### What needs to be done
In the data below, copy out word for word the stretch from the line containing "deer's right ear?" through the line containing "94L205 83L209 76L198", including both of those lines.

### Extracted material
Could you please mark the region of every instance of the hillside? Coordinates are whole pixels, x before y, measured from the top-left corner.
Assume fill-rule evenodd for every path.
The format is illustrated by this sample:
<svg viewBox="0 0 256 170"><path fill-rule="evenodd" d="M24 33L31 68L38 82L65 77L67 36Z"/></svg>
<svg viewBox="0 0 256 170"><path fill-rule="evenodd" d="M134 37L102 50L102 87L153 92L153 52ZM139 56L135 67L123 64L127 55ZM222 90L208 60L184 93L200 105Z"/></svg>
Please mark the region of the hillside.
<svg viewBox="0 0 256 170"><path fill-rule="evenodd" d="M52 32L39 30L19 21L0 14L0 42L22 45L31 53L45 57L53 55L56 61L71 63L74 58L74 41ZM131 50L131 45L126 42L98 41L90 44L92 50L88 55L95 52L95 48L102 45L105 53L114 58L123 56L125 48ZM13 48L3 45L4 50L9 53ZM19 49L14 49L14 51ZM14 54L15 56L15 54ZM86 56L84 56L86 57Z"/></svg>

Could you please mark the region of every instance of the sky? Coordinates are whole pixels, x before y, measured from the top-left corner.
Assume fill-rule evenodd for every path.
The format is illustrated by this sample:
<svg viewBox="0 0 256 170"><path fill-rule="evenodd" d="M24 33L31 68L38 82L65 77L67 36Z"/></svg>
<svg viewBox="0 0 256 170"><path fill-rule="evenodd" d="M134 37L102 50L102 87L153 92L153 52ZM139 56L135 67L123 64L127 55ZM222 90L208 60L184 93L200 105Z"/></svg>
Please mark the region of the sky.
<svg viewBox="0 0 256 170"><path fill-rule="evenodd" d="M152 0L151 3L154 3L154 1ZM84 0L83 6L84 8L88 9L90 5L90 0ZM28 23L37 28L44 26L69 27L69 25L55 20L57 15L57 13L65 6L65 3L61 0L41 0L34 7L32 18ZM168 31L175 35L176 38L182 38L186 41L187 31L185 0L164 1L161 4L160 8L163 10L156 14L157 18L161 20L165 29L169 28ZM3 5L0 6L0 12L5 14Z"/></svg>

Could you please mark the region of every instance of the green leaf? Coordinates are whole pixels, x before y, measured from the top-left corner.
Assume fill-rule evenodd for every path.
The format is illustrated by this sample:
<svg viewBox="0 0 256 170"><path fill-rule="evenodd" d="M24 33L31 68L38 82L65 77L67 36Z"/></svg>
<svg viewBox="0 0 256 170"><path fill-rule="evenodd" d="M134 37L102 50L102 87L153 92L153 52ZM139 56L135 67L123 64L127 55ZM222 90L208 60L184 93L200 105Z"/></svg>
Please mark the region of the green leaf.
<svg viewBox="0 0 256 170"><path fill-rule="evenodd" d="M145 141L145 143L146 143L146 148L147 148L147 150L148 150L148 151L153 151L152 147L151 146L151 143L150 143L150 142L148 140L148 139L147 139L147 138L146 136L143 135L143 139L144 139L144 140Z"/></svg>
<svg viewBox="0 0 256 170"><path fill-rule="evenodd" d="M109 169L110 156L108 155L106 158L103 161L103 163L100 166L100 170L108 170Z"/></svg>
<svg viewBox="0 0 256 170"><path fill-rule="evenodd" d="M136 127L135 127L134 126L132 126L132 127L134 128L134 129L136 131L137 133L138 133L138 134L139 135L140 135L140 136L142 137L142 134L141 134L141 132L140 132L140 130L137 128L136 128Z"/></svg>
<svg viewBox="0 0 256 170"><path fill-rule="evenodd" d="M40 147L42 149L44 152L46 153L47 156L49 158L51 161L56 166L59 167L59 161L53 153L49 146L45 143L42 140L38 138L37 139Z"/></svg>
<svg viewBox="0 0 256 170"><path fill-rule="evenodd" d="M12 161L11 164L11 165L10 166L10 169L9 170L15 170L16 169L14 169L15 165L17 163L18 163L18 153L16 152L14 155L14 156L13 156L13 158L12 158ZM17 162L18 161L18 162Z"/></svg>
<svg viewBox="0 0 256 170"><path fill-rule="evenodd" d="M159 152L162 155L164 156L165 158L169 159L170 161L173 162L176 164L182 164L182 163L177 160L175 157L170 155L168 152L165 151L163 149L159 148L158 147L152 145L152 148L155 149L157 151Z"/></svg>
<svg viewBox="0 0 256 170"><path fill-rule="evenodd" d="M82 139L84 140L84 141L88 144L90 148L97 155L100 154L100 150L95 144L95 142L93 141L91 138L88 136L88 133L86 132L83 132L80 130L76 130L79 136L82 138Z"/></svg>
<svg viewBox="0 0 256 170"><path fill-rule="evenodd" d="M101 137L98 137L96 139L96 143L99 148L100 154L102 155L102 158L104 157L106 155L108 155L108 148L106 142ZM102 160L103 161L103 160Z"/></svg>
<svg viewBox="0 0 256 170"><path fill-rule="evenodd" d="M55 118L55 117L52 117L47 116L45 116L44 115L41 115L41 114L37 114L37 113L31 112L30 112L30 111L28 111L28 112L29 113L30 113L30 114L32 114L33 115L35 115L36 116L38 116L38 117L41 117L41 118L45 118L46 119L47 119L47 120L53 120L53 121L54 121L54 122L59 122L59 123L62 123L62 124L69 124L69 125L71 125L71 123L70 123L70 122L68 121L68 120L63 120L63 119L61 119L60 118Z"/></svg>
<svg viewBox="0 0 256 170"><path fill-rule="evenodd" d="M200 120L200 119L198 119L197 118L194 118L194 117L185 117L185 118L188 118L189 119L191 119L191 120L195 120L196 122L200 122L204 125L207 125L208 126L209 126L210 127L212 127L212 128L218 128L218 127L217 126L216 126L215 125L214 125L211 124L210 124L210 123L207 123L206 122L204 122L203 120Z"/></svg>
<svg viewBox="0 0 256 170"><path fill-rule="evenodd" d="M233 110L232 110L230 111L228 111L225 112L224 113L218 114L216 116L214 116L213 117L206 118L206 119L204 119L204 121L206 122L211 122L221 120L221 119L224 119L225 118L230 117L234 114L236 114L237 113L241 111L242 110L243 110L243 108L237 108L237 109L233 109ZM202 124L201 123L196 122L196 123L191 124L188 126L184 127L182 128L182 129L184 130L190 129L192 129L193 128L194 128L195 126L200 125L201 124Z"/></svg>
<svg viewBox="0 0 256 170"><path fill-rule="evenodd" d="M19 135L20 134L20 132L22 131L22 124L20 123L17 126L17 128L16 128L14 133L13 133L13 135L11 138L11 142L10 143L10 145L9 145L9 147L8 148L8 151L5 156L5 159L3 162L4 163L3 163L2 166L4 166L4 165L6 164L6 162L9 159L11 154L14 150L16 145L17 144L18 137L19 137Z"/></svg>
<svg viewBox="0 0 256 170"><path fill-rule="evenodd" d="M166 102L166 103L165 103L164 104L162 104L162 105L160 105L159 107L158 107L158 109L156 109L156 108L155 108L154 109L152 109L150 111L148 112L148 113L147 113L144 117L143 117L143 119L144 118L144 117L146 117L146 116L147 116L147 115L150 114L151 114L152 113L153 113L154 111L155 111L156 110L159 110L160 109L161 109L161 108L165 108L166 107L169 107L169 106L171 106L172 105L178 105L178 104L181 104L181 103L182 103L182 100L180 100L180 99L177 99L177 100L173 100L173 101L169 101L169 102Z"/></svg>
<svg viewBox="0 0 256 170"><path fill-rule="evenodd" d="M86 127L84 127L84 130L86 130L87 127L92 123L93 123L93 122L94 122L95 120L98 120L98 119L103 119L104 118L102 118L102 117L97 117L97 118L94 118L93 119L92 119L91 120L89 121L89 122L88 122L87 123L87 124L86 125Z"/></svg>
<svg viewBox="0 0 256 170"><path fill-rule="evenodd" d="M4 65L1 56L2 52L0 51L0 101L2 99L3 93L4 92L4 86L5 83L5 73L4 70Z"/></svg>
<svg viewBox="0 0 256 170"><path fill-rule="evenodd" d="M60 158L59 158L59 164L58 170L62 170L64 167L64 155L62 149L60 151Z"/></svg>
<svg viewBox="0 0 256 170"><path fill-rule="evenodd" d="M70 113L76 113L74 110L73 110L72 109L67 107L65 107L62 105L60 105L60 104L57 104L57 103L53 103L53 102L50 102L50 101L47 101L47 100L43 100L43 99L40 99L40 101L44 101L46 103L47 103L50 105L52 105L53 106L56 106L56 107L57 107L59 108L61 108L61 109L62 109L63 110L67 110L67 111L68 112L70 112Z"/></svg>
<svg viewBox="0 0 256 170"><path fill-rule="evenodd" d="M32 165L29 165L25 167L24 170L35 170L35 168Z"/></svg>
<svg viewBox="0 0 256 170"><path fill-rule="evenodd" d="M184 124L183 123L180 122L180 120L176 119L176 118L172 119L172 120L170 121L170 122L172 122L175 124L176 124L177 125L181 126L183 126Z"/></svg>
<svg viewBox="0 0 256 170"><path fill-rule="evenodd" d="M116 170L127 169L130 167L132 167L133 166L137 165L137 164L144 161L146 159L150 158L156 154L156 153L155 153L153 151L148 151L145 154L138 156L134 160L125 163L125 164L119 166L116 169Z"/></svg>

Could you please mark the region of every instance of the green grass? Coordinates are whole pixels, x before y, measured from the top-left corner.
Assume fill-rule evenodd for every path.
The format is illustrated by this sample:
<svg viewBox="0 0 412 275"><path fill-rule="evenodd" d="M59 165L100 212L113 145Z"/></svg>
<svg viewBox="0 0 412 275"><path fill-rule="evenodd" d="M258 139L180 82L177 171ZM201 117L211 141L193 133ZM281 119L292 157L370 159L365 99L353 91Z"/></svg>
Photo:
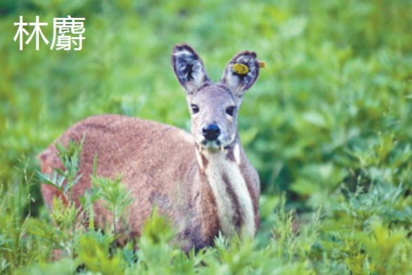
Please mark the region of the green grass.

==

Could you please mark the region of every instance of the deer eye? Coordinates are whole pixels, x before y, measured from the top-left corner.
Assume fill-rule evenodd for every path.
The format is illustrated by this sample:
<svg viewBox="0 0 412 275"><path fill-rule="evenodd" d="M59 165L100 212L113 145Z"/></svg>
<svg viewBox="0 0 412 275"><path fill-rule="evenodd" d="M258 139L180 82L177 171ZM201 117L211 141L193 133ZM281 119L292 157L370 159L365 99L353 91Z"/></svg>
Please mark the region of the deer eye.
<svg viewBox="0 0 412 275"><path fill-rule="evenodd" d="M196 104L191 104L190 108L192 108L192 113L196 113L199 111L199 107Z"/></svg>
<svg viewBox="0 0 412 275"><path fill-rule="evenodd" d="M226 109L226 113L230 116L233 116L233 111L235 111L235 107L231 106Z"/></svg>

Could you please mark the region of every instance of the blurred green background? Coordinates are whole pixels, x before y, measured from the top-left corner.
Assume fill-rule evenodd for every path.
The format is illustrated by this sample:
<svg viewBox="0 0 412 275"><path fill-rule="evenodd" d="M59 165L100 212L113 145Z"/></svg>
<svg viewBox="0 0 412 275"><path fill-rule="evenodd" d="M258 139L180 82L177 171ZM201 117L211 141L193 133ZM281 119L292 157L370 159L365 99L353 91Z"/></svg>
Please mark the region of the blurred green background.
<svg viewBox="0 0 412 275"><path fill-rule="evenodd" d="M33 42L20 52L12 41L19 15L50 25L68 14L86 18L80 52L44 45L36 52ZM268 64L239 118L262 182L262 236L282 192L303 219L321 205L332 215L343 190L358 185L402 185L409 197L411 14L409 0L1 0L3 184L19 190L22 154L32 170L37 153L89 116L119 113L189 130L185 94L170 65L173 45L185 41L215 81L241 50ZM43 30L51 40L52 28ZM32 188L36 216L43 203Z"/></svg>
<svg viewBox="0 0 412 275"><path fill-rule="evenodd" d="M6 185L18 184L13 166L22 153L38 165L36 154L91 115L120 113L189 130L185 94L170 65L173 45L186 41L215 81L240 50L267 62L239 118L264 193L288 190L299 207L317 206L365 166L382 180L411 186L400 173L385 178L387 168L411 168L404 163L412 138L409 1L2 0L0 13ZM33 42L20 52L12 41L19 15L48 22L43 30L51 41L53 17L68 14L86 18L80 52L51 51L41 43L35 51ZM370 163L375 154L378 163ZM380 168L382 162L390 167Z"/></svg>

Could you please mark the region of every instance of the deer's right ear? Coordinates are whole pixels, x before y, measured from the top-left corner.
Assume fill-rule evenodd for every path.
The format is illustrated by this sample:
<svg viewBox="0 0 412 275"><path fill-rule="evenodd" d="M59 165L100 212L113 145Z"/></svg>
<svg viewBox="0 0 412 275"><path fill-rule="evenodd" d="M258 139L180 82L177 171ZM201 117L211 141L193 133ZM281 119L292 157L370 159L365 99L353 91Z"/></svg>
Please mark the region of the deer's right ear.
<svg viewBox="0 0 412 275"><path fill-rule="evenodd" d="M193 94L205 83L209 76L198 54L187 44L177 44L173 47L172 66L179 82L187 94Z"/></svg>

### Result
Could you please mark the region of every instance of the deer's right ear? Coordinates are whole pixels, x before y, measured from the top-left corner.
Assume fill-rule evenodd for every path.
The format is illustrated by this sample:
<svg viewBox="0 0 412 275"><path fill-rule="evenodd" d="M59 165L100 212L113 145Z"/></svg>
<svg viewBox="0 0 412 275"><path fill-rule="evenodd" d="M258 139L180 82L177 171ZM201 117L211 141L193 133ZM281 119L292 157L370 159L365 99L353 91Z"/></svg>
Please mark the region of the deer's right ear.
<svg viewBox="0 0 412 275"><path fill-rule="evenodd" d="M193 94L205 83L209 76L198 54L187 44L177 44L173 47L172 66L179 82L187 94Z"/></svg>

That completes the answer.